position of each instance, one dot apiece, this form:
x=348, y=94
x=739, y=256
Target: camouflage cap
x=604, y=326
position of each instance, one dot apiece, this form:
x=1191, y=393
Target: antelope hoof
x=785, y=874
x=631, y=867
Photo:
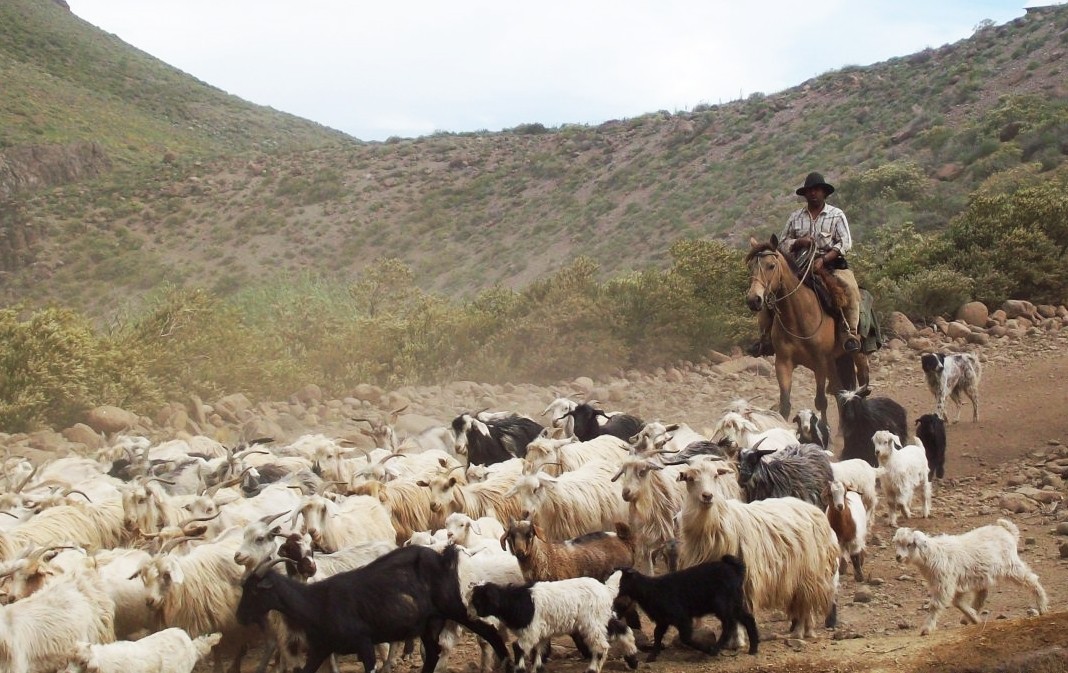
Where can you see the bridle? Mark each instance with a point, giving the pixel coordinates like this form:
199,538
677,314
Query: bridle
771,300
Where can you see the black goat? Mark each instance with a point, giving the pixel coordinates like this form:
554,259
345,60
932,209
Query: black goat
930,429
862,417
622,425
495,440
407,593
801,471
677,598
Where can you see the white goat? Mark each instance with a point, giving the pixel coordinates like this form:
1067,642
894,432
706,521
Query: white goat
902,470
858,475
961,569
654,494
581,606
790,552
556,456
357,519
473,534
169,651
37,632
743,434
657,436
575,503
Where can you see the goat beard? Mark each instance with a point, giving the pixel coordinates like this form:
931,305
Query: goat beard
833,286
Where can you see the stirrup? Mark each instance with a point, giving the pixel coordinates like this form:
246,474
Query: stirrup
851,343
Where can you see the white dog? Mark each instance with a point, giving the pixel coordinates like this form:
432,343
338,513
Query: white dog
949,375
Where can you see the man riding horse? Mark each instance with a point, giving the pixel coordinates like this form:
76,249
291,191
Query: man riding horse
820,230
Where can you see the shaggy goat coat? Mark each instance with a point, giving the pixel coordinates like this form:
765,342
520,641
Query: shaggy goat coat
962,568
799,471
790,552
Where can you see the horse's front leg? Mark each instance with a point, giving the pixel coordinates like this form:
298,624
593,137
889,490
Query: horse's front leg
861,365
821,395
784,373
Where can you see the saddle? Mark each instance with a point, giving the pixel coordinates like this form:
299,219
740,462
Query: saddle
832,296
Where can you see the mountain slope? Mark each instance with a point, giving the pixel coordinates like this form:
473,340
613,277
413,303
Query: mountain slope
64,80
905,140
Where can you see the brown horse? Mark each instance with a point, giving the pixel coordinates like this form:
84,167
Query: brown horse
802,332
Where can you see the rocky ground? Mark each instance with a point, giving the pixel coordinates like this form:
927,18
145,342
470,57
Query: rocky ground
1009,464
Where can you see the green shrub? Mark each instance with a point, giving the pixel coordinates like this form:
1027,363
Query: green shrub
53,368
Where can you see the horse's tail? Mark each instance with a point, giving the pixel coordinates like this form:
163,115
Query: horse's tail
846,371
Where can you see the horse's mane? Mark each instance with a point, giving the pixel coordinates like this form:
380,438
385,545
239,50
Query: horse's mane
767,247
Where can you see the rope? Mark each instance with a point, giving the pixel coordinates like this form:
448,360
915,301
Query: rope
771,300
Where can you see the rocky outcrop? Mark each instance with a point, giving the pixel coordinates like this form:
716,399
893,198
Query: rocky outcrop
29,168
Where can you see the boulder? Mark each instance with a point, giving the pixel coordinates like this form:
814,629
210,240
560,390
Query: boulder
980,339
233,408
716,357
108,419
921,344
1017,308
900,325
261,427
1017,503
974,313
756,365
957,330
367,392
81,434
309,393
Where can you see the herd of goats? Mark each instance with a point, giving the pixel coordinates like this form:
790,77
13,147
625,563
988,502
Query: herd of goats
146,558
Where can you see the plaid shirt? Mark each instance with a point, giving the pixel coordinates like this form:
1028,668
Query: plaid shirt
830,230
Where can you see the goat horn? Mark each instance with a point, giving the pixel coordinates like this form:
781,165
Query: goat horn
171,544
267,520
194,519
268,564
26,481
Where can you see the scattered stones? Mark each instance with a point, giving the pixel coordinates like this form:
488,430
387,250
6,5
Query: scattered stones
863,595
1017,503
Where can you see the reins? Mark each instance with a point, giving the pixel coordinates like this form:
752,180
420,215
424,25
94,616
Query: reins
771,300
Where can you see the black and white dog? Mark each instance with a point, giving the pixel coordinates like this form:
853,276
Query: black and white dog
949,375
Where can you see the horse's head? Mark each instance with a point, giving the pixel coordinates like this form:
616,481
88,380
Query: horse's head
766,270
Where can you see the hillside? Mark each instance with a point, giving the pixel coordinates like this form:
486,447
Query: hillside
211,191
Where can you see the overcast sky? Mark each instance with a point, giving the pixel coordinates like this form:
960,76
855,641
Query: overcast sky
412,67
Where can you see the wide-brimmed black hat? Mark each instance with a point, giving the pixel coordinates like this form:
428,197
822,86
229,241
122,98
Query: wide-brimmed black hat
815,180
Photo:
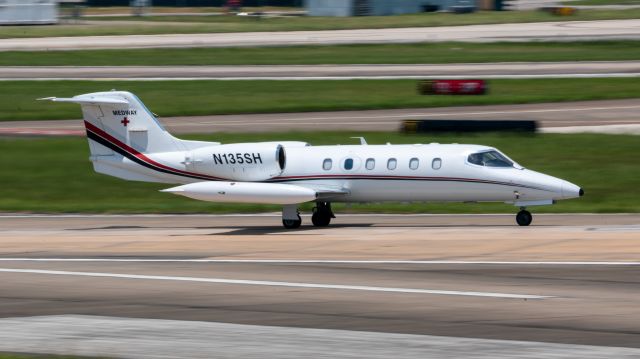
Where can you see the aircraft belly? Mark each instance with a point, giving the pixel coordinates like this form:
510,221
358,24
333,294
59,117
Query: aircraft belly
444,191
416,190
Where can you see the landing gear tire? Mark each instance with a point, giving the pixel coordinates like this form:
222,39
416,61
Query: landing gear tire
524,218
322,214
321,219
292,223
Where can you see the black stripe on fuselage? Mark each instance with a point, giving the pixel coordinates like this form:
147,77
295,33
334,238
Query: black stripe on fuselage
95,137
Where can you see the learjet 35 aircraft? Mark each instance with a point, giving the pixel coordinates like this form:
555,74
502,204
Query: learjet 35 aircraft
127,141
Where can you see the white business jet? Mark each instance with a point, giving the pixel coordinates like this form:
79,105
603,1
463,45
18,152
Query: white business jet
127,141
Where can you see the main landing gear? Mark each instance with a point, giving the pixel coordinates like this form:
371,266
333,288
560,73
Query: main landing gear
291,217
524,217
322,214
321,217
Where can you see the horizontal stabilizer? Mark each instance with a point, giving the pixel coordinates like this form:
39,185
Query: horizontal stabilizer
89,100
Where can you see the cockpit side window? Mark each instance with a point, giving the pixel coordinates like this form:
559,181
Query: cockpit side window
489,159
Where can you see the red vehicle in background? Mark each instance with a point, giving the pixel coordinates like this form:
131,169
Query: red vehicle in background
452,87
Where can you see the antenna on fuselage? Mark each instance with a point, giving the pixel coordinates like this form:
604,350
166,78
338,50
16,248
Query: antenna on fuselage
362,140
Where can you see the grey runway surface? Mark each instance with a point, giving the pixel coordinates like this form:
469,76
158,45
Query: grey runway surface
419,283
549,115
485,70
559,31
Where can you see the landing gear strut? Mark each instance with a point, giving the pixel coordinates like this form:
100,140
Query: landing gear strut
322,214
524,217
291,217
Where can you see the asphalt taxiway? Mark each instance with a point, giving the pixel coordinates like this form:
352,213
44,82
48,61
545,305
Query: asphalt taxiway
593,116
451,283
554,31
574,69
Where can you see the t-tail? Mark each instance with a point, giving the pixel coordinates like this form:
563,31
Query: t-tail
127,141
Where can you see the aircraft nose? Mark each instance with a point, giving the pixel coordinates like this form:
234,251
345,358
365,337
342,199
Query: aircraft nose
569,190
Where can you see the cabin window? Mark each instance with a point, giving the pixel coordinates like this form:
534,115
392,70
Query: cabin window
436,163
392,163
489,159
414,163
326,164
348,164
370,164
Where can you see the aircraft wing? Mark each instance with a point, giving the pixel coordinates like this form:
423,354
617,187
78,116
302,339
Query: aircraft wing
89,100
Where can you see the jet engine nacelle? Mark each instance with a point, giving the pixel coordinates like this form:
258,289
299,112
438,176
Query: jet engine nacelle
241,161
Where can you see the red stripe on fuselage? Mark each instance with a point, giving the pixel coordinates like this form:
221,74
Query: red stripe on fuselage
139,155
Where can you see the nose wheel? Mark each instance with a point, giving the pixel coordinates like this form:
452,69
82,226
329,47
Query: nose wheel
524,218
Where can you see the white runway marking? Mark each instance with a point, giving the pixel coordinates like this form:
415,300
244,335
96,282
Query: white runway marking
332,78
324,261
277,284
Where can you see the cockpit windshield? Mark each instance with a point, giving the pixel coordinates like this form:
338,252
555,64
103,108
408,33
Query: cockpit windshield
489,159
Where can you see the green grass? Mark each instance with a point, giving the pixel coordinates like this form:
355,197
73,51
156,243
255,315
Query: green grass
189,98
427,53
217,24
36,356
54,175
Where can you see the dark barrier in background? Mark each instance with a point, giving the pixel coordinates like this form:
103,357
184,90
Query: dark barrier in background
198,2
416,126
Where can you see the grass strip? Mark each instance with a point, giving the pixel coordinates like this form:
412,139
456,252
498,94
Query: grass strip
189,98
217,24
426,53
53,174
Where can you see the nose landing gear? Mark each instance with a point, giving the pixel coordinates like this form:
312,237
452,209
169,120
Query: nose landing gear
524,217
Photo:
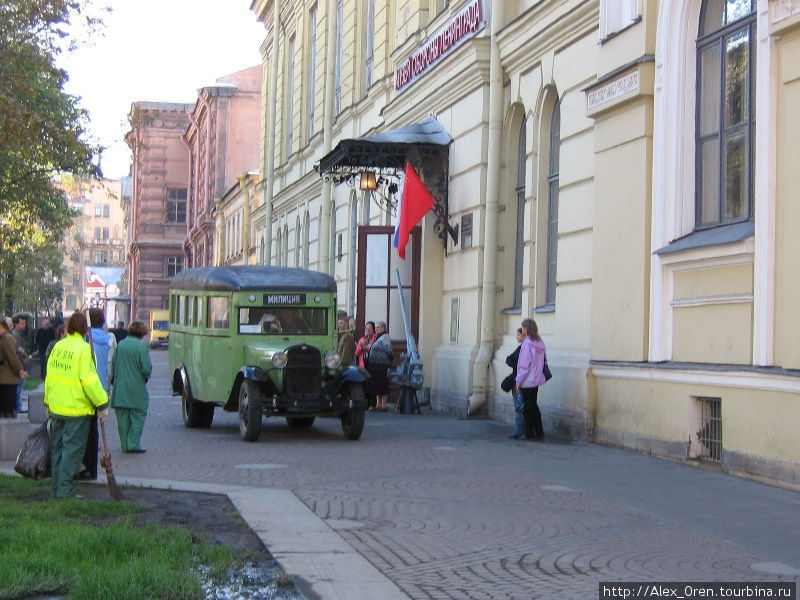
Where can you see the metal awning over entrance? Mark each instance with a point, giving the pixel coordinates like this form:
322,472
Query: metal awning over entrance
378,162
386,150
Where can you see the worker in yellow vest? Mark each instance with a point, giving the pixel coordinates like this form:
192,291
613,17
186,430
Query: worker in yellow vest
73,393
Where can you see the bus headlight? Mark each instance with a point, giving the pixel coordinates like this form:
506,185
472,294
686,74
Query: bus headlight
279,360
333,360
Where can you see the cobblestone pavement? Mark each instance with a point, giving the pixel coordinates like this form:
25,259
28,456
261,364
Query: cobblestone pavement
450,508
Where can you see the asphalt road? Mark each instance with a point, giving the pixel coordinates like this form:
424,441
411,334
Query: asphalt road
451,508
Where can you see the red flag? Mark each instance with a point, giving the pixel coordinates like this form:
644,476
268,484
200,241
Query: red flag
414,204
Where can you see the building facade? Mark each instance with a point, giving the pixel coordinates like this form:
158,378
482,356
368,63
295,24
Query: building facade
232,219
95,253
156,216
620,171
222,140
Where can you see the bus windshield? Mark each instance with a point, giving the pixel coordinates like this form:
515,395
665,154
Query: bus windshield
277,320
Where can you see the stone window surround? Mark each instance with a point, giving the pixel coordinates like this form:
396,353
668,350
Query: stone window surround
673,194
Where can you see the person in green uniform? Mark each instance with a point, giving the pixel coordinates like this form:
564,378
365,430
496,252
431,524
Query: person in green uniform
131,368
73,394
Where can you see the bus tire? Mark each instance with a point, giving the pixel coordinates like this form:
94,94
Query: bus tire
249,411
353,418
206,410
191,410
300,422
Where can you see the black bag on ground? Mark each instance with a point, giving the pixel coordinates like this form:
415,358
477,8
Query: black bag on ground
33,460
508,383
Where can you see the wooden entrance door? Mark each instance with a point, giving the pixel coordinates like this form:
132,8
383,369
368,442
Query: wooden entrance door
377,298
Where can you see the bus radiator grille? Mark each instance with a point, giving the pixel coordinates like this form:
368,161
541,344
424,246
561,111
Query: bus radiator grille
303,372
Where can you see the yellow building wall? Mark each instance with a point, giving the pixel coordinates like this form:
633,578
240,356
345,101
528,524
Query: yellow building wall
620,295
787,222
713,334
655,414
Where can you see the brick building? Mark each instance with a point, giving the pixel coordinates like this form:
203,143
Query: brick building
156,216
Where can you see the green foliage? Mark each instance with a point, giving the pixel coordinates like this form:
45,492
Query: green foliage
92,549
42,133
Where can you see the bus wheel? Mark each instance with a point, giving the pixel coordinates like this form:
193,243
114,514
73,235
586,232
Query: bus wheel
192,411
353,418
249,411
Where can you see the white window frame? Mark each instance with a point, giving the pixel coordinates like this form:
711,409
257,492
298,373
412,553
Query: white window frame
673,203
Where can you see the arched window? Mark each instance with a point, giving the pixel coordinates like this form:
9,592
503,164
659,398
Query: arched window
725,126
552,203
520,216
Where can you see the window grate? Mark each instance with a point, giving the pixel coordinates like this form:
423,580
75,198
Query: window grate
710,433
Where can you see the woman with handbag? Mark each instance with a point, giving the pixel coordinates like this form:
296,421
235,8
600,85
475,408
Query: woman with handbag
381,357
362,356
512,360
11,370
530,375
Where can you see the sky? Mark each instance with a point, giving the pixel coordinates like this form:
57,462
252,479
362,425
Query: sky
157,51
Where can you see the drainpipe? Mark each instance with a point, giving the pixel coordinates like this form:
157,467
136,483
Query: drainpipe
220,251
269,169
327,139
244,185
480,368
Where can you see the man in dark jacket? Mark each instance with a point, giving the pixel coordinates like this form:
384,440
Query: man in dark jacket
44,335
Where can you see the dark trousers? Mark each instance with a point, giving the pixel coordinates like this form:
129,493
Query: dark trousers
68,435
533,418
92,442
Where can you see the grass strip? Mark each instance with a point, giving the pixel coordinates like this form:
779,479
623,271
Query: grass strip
82,549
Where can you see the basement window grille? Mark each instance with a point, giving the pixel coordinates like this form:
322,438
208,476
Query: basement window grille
710,433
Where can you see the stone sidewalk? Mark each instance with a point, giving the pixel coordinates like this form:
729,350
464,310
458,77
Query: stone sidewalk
435,507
::::::
• WHAT YOU SHOULD DO: What you return must match the lines from the top of the data through the line with "Where can you see the stirrup?" exactly, with the pictures removed.

• FINAL ANSWER:
position of each instance, one dot apiece, this form:
x=348, y=94
x=739, y=256
Target: camouflage cap
x=604, y=326
position of each instance, one dot apiece, this form:
x=1191, y=393
Target: antelope hoof
x=785, y=874
x=631, y=867
Photo:
Where can you see the bridle? Mark each instance with a point, giving the pixel coordinates like this form:
199,538
677,314
Query: bridle
771,300
Where can you see the black goat? Mark each instance with a point, giving the pixel coordinates like this form:
554,259
345,60
932,209
Query: black goat
930,429
862,417
622,425
495,440
407,593
801,471
677,598
Where can you see the white goat? Mark each instance with a point, giving the pixel coordinates like this form:
1067,642
894,432
706,521
Query: white goat
902,470
858,475
961,569
654,494
581,606
790,552
556,456
357,519
473,534
169,651
37,632
743,434
657,436
575,503
Where can you see the goat beard? Mark each instance with a point, giving the pixel coordinates like this form:
931,305
Query: goat beard
833,286
Where can you see the stirrup? Mark each instance with a point, giving the pixel coordinates like this form:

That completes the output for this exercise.